((
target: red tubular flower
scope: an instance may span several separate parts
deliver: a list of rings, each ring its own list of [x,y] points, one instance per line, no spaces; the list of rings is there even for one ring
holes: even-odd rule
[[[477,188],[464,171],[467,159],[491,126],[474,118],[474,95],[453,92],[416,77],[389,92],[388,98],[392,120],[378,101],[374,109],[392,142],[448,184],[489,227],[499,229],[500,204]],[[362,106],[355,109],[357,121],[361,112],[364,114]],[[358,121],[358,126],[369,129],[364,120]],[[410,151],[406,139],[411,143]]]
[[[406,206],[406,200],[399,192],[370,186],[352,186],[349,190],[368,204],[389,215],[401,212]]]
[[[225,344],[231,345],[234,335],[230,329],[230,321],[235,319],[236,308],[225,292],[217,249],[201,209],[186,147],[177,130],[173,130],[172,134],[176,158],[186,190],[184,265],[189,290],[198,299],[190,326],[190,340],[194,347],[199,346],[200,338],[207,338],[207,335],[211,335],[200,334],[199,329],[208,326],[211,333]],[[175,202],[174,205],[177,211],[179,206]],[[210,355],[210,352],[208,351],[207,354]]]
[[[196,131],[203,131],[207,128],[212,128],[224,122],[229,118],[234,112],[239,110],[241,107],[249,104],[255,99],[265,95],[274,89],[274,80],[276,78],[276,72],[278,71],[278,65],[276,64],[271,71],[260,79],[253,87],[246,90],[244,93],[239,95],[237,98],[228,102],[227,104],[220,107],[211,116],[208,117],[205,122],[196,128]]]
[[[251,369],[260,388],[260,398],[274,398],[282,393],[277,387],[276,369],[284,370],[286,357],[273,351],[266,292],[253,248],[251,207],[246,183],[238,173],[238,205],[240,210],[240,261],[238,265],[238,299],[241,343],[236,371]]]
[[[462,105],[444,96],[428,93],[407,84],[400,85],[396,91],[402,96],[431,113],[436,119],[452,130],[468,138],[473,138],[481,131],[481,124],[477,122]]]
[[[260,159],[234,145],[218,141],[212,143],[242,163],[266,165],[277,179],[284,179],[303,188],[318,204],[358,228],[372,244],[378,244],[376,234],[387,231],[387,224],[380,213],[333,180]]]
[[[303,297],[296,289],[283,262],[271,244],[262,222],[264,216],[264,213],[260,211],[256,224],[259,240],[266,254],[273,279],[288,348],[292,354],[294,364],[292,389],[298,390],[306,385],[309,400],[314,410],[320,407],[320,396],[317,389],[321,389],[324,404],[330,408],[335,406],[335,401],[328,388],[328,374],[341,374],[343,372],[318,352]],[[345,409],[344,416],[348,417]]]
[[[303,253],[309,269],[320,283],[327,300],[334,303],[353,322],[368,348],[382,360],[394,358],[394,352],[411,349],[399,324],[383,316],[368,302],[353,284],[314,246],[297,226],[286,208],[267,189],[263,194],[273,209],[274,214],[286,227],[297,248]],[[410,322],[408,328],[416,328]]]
))
Copy every line of the entries above verbatim, character for character, one line at a time.

target: red tubular flower
scope: an instance may span several separate parts
deliver: a list of rings, each ring its own list of [x,y] points, one instance per line, no spaces; the list of rings is there even for one ring
holes: even-odd rule
[[[477,188],[464,171],[467,159],[491,126],[474,118],[474,95],[453,92],[416,77],[389,92],[388,98],[392,120],[378,101],[374,109],[392,142],[448,184],[489,227],[499,229],[500,204]],[[362,106],[355,109],[357,121],[361,112],[364,114]],[[358,121],[358,126],[369,129],[364,120]],[[410,151],[406,139],[411,143]]]
[[[406,206],[406,200],[399,192],[370,186],[352,186],[349,190],[368,204],[389,215],[401,212]]]
[[[225,344],[231,345],[234,335],[230,329],[230,321],[235,319],[236,308],[225,292],[217,249],[201,209],[186,147],[177,130],[173,130],[172,134],[176,158],[186,190],[184,265],[189,290],[198,299],[190,326],[190,340],[194,347],[199,346],[200,338],[207,338],[207,335],[211,335],[200,334],[199,329],[208,326],[211,333]],[[175,202],[174,205],[177,211],[179,206]],[[210,355],[210,352],[208,351],[207,354]]]
[[[196,131],[203,131],[207,128],[212,128],[224,122],[229,118],[234,112],[239,110],[241,107],[249,104],[255,99],[265,95],[274,89],[274,80],[276,78],[276,72],[278,71],[278,65],[276,64],[271,71],[260,79],[253,87],[246,90],[244,93],[239,95],[237,98],[228,102],[227,104],[220,107],[211,116],[208,117],[205,122],[196,128]]]
[[[251,369],[260,388],[260,398],[274,398],[282,393],[277,387],[276,369],[284,370],[286,357],[273,351],[266,292],[253,248],[251,207],[246,183],[238,173],[238,205],[240,210],[240,261],[238,265],[238,299],[241,343],[236,371]]]
[[[462,105],[444,96],[428,93],[407,84],[400,85],[396,91],[402,96],[431,113],[436,119],[452,130],[468,138],[473,138],[481,131],[481,124],[477,122]]]
[[[260,159],[234,145],[218,141],[212,143],[242,163],[266,165],[277,179],[284,179],[303,188],[318,204],[358,228],[372,244],[378,244],[376,234],[387,231],[387,224],[380,213],[333,180]]]
[[[303,297],[296,289],[283,262],[271,244],[262,222],[264,216],[264,213],[260,211],[256,224],[259,240],[266,254],[273,279],[288,348],[292,354],[294,364],[292,389],[298,390],[306,385],[309,400],[314,410],[320,407],[320,396],[317,389],[321,389],[324,404],[330,408],[335,406],[335,401],[328,388],[328,374],[341,374],[343,372],[318,352]],[[345,409],[344,416],[348,417]]]
[[[303,253],[309,269],[320,283],[327,300],[334,303],[353,322],[368,348],[382,360],[394,358],[394,352],[411,349],[399,324],[383,316],[368,302],[353,284],[314,246],[297,226],[286,208],[267,189],[263,194],[273,209],[274,214],[286,227],[297,248]],[[410,322],[408,328],[416,328]]]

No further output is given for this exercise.